▶ [Information given]:
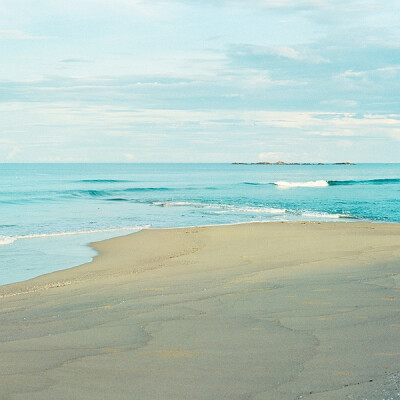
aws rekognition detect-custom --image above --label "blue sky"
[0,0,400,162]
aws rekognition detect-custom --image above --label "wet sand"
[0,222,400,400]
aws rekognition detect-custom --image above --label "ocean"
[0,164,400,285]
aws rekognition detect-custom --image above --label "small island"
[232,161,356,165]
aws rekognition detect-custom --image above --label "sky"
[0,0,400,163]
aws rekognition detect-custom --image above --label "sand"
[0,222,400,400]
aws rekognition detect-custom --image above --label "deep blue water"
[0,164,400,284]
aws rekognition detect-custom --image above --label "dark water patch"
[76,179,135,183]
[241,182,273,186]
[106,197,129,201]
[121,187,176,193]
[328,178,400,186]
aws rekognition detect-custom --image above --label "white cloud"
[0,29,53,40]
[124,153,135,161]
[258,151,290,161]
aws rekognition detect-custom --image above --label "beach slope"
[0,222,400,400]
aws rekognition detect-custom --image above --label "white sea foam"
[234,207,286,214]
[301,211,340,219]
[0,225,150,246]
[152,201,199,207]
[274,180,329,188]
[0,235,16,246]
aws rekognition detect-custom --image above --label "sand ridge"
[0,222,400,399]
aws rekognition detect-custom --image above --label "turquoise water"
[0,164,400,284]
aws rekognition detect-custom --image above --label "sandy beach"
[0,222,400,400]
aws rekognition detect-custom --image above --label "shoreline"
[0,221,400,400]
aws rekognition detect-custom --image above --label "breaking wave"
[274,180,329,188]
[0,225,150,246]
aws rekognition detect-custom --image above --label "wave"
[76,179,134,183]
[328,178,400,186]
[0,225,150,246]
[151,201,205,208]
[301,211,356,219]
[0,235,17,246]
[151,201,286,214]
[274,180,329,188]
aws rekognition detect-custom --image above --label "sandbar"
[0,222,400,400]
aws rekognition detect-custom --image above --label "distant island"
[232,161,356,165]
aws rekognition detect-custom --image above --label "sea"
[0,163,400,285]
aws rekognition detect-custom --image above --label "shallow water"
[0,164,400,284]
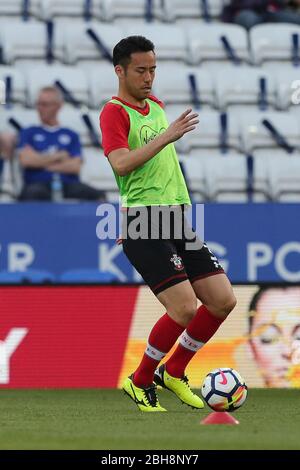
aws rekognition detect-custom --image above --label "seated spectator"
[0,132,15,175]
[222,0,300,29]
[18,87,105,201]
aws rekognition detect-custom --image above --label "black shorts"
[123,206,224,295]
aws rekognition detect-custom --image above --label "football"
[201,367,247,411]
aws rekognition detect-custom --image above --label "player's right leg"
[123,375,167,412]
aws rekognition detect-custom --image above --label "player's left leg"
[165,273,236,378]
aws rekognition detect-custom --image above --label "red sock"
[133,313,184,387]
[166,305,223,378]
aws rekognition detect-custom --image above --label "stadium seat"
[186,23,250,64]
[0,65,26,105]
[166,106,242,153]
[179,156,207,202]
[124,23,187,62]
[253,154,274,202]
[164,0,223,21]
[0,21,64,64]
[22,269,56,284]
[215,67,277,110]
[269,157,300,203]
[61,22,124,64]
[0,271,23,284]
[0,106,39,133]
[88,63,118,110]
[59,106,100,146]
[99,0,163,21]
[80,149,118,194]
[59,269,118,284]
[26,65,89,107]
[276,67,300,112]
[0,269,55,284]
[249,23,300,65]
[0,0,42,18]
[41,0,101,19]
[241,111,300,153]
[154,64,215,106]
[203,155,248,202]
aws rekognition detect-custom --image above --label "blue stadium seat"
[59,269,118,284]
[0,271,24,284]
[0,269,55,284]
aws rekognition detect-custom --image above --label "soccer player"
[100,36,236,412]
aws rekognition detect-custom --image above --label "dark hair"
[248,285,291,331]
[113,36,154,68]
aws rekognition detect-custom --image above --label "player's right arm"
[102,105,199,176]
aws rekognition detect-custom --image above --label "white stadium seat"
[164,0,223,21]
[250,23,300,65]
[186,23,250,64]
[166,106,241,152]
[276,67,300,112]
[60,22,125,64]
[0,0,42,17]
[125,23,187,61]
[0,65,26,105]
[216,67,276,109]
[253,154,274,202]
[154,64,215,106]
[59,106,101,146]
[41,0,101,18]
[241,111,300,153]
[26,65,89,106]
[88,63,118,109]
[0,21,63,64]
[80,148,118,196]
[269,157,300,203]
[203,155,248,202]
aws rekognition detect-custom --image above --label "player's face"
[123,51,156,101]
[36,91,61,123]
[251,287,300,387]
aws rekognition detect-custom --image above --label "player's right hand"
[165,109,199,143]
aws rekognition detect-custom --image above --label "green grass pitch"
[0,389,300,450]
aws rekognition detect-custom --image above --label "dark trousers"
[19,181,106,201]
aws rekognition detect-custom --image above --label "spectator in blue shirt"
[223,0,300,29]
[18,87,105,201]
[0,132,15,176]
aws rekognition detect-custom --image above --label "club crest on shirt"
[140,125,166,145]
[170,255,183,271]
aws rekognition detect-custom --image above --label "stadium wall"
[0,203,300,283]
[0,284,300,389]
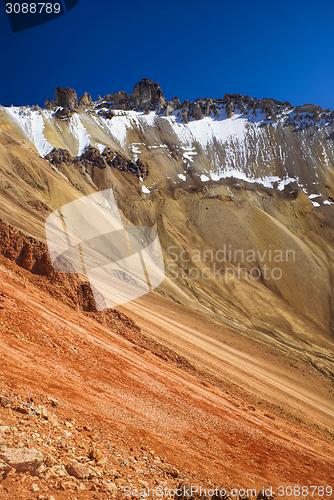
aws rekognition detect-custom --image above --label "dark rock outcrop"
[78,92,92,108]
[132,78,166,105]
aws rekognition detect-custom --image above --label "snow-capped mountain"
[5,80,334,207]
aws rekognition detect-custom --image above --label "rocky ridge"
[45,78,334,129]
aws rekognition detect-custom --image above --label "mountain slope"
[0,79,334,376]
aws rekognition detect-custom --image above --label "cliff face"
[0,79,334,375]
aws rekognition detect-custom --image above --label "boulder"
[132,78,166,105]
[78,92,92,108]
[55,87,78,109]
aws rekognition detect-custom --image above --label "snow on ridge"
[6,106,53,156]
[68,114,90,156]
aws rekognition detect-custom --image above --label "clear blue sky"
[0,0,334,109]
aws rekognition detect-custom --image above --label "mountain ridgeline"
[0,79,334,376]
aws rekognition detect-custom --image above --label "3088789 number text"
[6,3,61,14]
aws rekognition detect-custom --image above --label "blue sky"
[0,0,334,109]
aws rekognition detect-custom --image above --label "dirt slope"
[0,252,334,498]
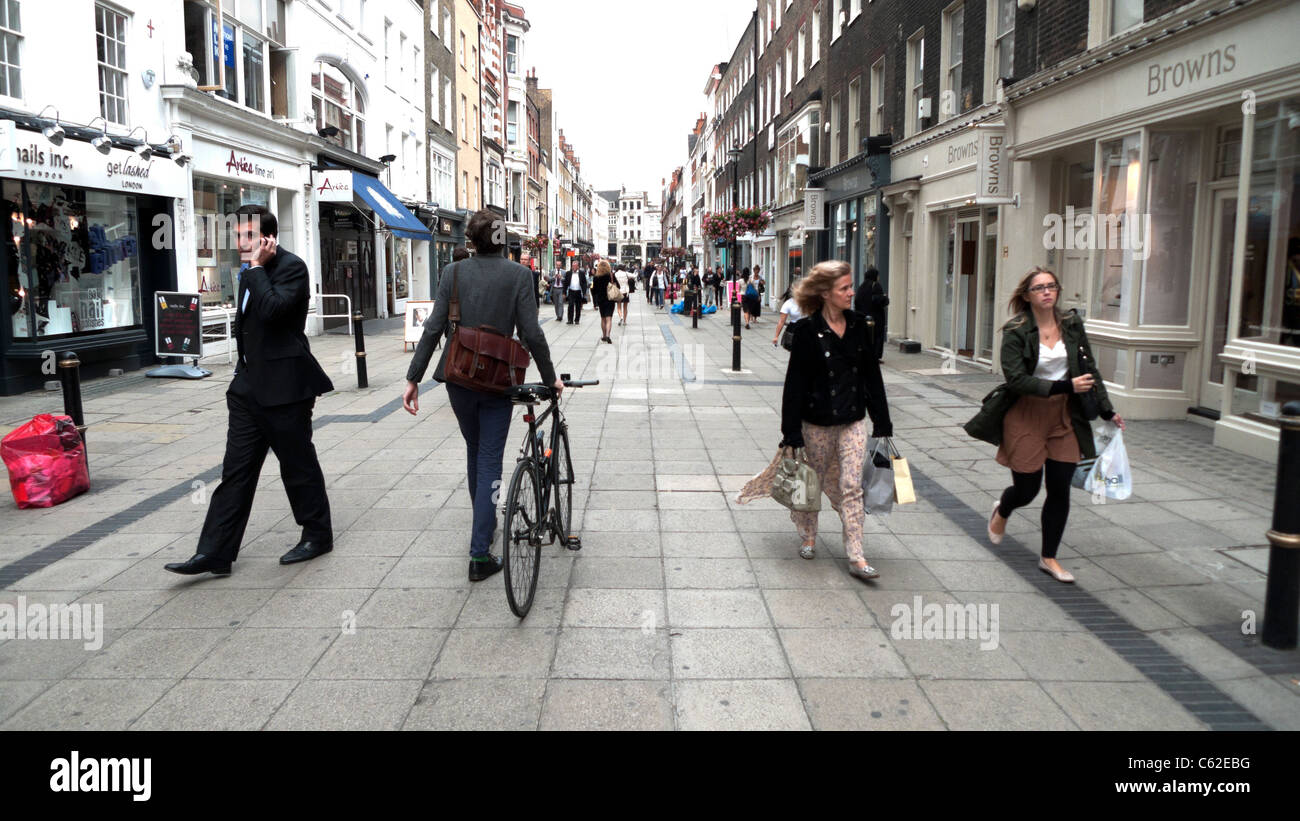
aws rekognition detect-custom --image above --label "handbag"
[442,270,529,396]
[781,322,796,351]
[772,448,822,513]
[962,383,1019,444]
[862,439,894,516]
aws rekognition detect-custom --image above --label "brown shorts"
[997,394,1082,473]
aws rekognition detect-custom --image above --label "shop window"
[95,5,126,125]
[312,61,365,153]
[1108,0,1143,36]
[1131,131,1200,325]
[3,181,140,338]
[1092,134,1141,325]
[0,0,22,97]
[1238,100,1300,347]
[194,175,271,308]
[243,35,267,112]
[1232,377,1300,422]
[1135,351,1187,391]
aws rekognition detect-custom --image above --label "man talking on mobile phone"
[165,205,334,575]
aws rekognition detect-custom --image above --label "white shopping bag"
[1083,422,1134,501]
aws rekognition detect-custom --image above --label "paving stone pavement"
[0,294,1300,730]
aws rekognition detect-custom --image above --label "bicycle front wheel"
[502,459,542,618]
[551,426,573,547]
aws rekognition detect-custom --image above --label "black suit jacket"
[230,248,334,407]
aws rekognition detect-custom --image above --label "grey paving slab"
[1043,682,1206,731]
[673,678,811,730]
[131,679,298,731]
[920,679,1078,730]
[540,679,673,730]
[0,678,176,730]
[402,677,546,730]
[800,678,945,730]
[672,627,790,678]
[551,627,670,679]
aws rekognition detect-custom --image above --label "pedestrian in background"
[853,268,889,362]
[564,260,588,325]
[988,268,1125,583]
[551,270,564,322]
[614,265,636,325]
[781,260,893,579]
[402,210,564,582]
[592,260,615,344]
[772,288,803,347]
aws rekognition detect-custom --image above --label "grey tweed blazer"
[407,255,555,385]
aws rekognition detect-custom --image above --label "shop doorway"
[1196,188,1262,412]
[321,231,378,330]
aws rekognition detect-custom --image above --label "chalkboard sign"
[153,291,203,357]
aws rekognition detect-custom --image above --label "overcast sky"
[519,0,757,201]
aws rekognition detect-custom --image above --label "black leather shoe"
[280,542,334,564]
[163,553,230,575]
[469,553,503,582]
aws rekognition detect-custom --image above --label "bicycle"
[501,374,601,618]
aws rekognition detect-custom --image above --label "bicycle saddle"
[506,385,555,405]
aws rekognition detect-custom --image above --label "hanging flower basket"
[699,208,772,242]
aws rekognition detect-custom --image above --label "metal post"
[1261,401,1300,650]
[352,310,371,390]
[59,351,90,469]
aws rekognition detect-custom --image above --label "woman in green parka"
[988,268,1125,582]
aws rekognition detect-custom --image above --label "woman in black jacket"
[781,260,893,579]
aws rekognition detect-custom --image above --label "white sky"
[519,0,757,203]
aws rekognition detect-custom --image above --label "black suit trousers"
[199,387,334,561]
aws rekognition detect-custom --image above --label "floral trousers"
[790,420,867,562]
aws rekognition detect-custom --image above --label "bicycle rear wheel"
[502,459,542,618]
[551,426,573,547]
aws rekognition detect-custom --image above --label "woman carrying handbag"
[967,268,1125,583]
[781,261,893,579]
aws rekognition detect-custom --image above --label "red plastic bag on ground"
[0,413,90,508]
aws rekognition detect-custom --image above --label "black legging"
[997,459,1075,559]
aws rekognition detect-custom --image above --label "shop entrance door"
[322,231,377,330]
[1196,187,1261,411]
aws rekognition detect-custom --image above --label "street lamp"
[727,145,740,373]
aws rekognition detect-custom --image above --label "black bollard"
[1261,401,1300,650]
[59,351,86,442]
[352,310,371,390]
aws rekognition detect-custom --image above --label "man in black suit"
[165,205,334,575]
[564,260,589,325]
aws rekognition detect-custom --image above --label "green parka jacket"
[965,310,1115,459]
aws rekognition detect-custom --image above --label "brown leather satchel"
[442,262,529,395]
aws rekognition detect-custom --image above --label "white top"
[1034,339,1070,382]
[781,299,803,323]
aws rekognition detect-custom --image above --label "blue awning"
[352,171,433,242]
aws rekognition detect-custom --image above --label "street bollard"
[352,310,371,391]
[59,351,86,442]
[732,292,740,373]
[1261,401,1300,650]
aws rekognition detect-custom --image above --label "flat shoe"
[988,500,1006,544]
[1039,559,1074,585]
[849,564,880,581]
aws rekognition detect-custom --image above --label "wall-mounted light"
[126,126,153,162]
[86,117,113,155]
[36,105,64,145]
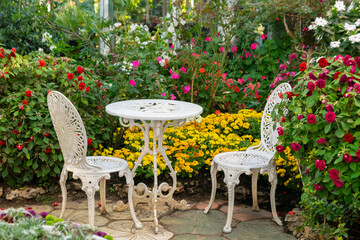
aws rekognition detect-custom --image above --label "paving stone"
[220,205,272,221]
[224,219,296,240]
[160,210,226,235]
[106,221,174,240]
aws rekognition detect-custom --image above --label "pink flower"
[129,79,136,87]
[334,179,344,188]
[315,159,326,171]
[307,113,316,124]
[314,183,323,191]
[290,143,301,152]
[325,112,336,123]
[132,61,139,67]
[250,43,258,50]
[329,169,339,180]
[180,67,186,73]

▶ [Request]:
Reproduce the rows from the first one through the line containing "[258,151,290,161]", inclusive, with "detect-custom" replaced by "detect-labels" and everything else left unchanged. Omit the pictures from the output.

▶ [Final result]:
aws rekognition detect-labels --image above --label "blue sky"
[0,0,400,162]
aws rekognition detect-labels --image above --label "wet sand"
[0,222,400,400]
aws rekognition detect-labels --image above --label "ocean"
[0,164,400,285]
aws rekognition detect-labels --image above --label "small island"
[232,161,356,165]
aws rekognition detect-labels --image above --label "sky"
[0,0,400,163]
aws rekognition detect-labels --image above --label "sand"
[0,222,400,400]
aws rekognition detect-labels --image above --label "deep blue water"
[0,164,400,284]
aws rekognition detect-labels --image above --label "dark water patch"
[76,179,135,183]
[241,182,273,186]
[106,197,129,201]
[121,187,176,193]
[328,178,400,186]
aws rekognition detect-labels --image above --label "white cloud"
[0,29,53,40]
[124,153,135,161]
[258,151,290,161]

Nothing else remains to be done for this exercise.